# Work to complete:
Rewrite the items below, changing each "Locate" to "Find" and leaving everything else as it is.
+-------+
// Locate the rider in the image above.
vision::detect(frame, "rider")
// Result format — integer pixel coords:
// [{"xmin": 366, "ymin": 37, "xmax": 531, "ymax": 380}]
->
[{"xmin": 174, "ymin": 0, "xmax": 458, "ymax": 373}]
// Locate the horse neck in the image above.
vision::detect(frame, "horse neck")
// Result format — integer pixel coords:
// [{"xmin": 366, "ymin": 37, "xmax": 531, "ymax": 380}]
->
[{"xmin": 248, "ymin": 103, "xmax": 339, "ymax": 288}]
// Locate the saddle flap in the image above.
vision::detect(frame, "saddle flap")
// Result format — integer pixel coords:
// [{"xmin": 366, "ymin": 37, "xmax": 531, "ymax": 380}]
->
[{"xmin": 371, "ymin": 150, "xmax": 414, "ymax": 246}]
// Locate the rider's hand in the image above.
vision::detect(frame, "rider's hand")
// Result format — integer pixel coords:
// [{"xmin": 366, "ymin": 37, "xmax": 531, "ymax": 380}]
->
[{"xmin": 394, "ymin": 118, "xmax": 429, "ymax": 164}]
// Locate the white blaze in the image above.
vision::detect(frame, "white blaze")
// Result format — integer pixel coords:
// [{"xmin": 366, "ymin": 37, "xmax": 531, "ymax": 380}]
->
+-------+
# Task answer:
// Find the rider in the image above.
vision::detect(frame, "rider")
// Result format — integer pixel coords:
// [{"xmin": 366, "ymin": 37, "xmax": 531, "ymax": 380}]
->
[{"xmin": 174, "ymin": 0, "xmax": 458, "ymax": 373}]
// Find the horse neck in the image above.
vision::detect(frame, "horse neck")
// Result format — integer pixel coords:
// [{"xmin": 366, "ymin": 37, "xmax": 531, "ymax": 380}]
->
[{"xmin": 248, "ymin": 103, "xmax": 339, "ymax": 288}]
// Find the saddle flap in the image above.
vision::detect(frame, "saddle flap")
// Result format — integer pixel coords:
// [{"xmin": 366, "ymin": 37, "xmax": 531, "ymax": 380}]
->
[{"xmin": 371, "ymin": 150, "xmax": 414, "ymax": 246}]
// Find the rider's hand in the image above.
vision::detect(frame, "rider's hand")
// Result format — integer pixel coords:
// [{"xmin": 366, "ymin": 37, "xmax": 531, "ymax": 380}]
->
[{"xmin": 394, "ymin": 118, "xmax": 429, "ymax": 164}]
// Find the white blaze in the image above.
vision::detect(frame, "white blaze")
// Result format — integer pixel coords:
// [{"xmin": 366, "ymin": 37, "xmax": 531, "ymax": 380}]
->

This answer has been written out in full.